§ **Exercise objective**: Count the lines in the records below that contain the word "blue", matching case exactly, and give only that number.

[Dataset records]
---

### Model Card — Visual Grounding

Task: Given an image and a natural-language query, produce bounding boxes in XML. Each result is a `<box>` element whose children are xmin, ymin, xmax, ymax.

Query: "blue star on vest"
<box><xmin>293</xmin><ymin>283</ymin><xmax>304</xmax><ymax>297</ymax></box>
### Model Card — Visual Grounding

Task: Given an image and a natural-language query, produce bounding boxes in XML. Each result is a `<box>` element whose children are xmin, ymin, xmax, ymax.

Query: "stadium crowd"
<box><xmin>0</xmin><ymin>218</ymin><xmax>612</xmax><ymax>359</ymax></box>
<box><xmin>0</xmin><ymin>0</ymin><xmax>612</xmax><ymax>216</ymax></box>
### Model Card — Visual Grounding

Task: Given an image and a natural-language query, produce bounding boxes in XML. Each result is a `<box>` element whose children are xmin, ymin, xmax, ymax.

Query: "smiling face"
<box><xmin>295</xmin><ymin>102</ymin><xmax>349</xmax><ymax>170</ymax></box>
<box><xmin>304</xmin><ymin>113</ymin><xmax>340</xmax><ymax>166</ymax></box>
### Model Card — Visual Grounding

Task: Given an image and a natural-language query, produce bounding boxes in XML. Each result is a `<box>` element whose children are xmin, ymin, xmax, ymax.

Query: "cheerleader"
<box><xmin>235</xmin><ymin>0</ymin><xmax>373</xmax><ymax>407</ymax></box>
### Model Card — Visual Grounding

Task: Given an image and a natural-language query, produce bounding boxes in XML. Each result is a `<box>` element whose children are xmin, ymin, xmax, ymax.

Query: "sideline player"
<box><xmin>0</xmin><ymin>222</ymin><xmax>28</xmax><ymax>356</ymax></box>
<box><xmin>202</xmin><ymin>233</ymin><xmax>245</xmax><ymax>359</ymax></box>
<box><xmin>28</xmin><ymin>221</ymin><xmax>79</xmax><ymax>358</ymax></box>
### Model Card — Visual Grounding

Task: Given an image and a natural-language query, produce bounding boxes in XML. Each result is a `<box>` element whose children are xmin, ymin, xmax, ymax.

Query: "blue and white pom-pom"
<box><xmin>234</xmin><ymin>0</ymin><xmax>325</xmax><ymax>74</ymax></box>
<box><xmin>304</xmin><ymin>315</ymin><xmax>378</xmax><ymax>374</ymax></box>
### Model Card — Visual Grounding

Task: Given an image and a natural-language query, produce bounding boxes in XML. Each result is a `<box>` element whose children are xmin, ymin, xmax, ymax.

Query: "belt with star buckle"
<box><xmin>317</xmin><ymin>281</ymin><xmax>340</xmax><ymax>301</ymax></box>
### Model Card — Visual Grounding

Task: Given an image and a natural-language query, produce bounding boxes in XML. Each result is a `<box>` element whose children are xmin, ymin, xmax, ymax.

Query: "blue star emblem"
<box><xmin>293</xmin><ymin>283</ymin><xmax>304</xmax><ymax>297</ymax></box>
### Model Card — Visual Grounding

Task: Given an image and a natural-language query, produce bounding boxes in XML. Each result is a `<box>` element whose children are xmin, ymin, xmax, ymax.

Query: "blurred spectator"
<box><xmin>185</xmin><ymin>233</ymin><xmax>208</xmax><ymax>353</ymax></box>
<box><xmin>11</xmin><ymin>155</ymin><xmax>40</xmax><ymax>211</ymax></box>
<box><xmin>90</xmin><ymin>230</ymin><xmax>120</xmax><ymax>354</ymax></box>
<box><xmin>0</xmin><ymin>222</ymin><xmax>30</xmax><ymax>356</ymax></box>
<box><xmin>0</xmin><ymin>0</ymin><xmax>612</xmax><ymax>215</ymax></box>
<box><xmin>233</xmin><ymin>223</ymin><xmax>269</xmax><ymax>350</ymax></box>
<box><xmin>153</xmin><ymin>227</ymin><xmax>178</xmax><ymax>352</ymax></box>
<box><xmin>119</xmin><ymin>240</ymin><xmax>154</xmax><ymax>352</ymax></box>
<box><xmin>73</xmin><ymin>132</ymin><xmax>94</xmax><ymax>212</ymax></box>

---

§ **Task result**: 3